Entries provided Block Start

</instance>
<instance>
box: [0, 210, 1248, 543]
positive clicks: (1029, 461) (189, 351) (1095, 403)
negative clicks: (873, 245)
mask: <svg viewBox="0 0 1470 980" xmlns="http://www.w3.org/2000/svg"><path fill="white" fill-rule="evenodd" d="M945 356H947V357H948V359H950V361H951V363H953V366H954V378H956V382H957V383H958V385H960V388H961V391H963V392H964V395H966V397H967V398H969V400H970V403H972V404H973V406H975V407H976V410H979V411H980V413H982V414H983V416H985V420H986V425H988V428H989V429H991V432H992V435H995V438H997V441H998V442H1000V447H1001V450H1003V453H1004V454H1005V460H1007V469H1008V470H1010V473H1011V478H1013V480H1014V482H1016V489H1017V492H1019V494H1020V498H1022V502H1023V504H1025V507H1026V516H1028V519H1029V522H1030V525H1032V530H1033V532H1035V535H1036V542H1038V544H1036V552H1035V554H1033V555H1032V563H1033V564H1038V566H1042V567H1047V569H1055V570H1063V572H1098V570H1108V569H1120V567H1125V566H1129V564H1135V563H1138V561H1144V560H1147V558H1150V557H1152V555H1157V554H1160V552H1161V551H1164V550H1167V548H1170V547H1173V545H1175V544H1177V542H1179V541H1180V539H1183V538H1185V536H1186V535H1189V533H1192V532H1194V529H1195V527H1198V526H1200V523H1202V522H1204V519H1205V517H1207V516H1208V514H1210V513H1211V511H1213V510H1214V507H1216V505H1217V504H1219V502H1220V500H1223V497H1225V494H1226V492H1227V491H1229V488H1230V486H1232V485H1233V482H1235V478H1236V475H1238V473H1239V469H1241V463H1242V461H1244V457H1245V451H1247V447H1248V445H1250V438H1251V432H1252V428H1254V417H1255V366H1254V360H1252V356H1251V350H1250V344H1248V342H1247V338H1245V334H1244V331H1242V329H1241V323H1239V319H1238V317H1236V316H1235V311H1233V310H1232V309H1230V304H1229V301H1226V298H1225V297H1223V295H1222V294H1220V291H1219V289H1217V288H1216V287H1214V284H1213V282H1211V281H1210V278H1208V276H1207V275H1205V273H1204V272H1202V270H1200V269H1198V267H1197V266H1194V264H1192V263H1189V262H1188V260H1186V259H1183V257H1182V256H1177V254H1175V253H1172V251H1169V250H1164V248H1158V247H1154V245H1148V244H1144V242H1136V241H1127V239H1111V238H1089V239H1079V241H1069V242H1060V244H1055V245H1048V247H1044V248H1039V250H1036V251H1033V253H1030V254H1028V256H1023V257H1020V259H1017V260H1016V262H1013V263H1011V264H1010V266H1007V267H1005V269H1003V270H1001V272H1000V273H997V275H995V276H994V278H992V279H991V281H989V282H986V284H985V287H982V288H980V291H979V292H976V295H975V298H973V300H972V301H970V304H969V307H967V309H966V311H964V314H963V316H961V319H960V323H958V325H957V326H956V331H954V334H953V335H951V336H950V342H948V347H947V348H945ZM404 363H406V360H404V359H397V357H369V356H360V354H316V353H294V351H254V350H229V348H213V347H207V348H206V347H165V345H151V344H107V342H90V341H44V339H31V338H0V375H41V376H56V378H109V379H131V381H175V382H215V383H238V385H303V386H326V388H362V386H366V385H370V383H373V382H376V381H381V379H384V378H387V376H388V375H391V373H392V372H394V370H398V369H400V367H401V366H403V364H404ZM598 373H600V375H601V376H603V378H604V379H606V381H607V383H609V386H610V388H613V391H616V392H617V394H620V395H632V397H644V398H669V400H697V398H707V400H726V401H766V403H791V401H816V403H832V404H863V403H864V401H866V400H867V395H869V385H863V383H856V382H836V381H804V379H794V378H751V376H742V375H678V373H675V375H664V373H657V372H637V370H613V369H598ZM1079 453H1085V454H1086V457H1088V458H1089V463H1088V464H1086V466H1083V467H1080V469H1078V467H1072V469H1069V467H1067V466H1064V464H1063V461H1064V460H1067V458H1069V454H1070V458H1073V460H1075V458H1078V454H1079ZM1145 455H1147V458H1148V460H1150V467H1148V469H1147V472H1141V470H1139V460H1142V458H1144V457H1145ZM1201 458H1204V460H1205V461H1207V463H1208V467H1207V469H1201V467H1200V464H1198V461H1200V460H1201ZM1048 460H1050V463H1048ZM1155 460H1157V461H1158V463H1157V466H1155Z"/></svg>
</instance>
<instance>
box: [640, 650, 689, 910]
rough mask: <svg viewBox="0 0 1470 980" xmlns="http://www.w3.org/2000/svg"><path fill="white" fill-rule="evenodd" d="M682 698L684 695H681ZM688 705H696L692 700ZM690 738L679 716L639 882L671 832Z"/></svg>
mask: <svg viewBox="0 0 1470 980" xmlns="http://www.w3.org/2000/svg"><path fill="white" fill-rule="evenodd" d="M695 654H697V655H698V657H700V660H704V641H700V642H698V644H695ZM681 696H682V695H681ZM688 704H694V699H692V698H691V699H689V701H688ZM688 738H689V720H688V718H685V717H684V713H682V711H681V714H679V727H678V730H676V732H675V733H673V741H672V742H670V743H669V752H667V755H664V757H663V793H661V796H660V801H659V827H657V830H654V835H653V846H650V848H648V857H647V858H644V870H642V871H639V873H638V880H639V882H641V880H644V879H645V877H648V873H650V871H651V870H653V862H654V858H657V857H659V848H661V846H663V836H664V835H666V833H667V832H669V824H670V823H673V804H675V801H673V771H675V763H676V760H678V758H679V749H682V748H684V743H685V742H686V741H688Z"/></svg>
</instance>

Entries provided Block End

## Assignment:
Every entry above must be returned word for word.

## Written response:
</instance>
<instance>
box: [0, 210, 1248, 543]
positive clicks: (1029, 461) (189, 351) (1095, 403)
negative clicks: (873, 245)
mask: <svg viewBox="0 0 1470 980" xmlns="http://www.w3.org/2000/svg"><path fill="white" fill-rule="evenodd" d="M945 356H947V357H948V359H950V361H951V363H953V366H954V378H956V382H957V383H958V385H960V388H961V391H963V392H964V395H966V397H967V398H969V400H970V403H972V404H973V406H975V407H976V410H979V411H980V413H982V414H983V416H985V420H986V425H988V428H989V429H991V432H992V435H995V438H997V441H998V442H1000V447H1001V450H1003V453H1004V454H1005V460H1007V469H1008V470H1010V473H1011V478H1013V480H1014V482H1016V489H1017V492H1019V494H1020V498H1022V502H1023V504H1025V507H1026V516H1028V519H1029V522H1030V525H1032V530H1033V532H1035V535H1036V542H1038V544H1036V552H1035V554H1033V555H1032V563H1033V564H1038V566H1042V567H1047V569H1055V570H1063V572H1098V570H1108V569H1120V567H1125V566H1129V564H1135V563H1138V561H1144V560H1147V558H1150V557H1152V555H1157V554H1160V552H1161V551H1164V550H1167V548H1170V547H1173V545H1175V544H1177V542H1179V541H1180V539H1183V538H1185V536H1186V535H1189V533H1192V532H1194V529H1195V527H1198V526H1200V523H1202V522H1204V519H1205V517H1207V516H1208V514H1210V513H1211V511H1213V510H1214V507H1216V505H1217V504H1219V502H1220V500H1223V497H1225V494H1226V492H1227V491H1229V488H1230V486H1232V485H1233V482H1235V478H1236V475H1238V473H1239V469H1241V463H1242V461H1244V457H1245V451H1247V447H1248V445H1250V438H1251V432H1252V428H1254V417H1255V366H1254V360H1252V356H1251V350H1250V344H1248V342H1247V338H1245V334H1244V331H1242V329H1241V323H1239V319H1238V317H1236V316H1235V311H1233V310H1232V309H1230V304H1229V301H1226V298H1225V297H1223V295H1222V294H1220V291H1219V289H1217V288H1216V287H1214V284H1213V282H1211V281H1210V278H1208V276H1207V275H1205V273H1204V272H1202V270H1200V269H1198V267H1197V266H1194V264H1192V263H1189V262H1188V260H1186V259H1183V257H1182V256H1177V254H1175V253H1172V251H1169V250H1164V248H1158V247H1154V245H1148V244H1144V242H1136V241H1127V239H1111V238H1089V239H1079V241H1069V242H1060V244H1055V245H1048V247H1044V248H1039V250H1036V251H1033V253H1030V254H1028V256H1023V257H1020V259H1017V260H1016V262H1013V263H1011V264H1010V266H1007V267H1005V269H1003V270H1001V272H1000V273H997V275H995V276H994V278H992V279H991V281H989V282H986V284H985V287H982V288H980V291H979V292H976V295H975V298H973V300H972V301H970V304H969V307H967V309H966V311H964V314H963V316H961V319H960V323H958V325H957V326H956V331H954V334H953V335H951V336H950V342H948V347H947V348H945ZM404 363H406V360H404V359H397V357H369V356H360V354H316V353H294V351H254V350H229V348H213V347H207V348H206V347H165V345H151V344H107V342H90V341H44V339H31V338H0V375H41V376H56V378H109V379H131V381H175V382H215V383H238V385H303V386H326V388H362V386H366V385H370V383H373V382H376V381H381V379H384V378H387V376H388V375H391V373H392V372H394V370H398V369H400V367H401V366H403V364H404ZM598 373H600V375H601V376H603V378H604V379H606V381H607V383H609V386H610V388H613V391H616V392H617V394H620V395H632V397H644V398H669V400H697V398H707V400H726V401H766V403H791V401H816V403H832V404H863V403H864V401H866V400H867V395H869V385H863V383H856V382H836V381H804V379H794V378H751V376H742V375H678V373H675V375H664V373H657V372H637V370H613V369H598ZM1079 453H1085V454H1086V457H1088V458H1089V463H1088V464H1086V466H1083V467H1080V469H1078V467H1072V469H1069V467H1067V466H1064V464H1063V461H1064V460H1067V458H1069V454H1070V458H1073V460H1075V458H1078V454H1079ZM1145 455H1147V458H1148V460H1150V467H1148V469H1147V472H1141V470H1139V460H1142V458H1144V457H1145ZM1201 458H1204V460H1205V461H1207V463H1208V467H1207V469H1201V467H1200V464H1198V461H1200V460H1201ZM1048 460H1050V463H1048ZM1155 460H1157V461H1158V463H1157V466H1155Z"/></svg>
</instance>
<instance>
box: [640, 650, 689, 910]
rough mask: <svg viewBox="0 0 1470 980" xmlns="http://www.w3.org/2000/svg"><path fill="white" fill-rule="evenodd" d="M682 698L684 695H681ZM688 705H696L692 700ZM690 738L679 716L639 882L671 832Z"/></svg>
mask: <svg viewBox="0 0 1470 980" xmlns="http://www.w3.org/2000/svg"><path fill="white" fill-rule="evenodd" d="M695 654H697V655H698V657H700V660H704V641H700V642H698V644H695ZM681 696H682V695H681ZM688 704H694V699H692V698H691V699H689V701H688ZM688 738H689V720H688V718H685V717H684V713H682V711H681V714H679V727H678V730H676V732H675V733H673V741H672V742H670V743H669V752H667V755H664V757H663V793H661V796H660V801H659V827H657V830H654V835H653V846H650V848H648V857H647V858H644V870H642V871H639V873H638V880H639V882H641V880H644V879H645V877H648V873H650V871H651V870H653V862H654V858H657V857H659V848H661V846H663V836H664V835H666V833H667V832H669V824H670V823H673V804H675V801H673V771H675V763H676V760H678V758H679V749H682V748H684V743H685V742H686V741H688Z"/></svg>
</instance>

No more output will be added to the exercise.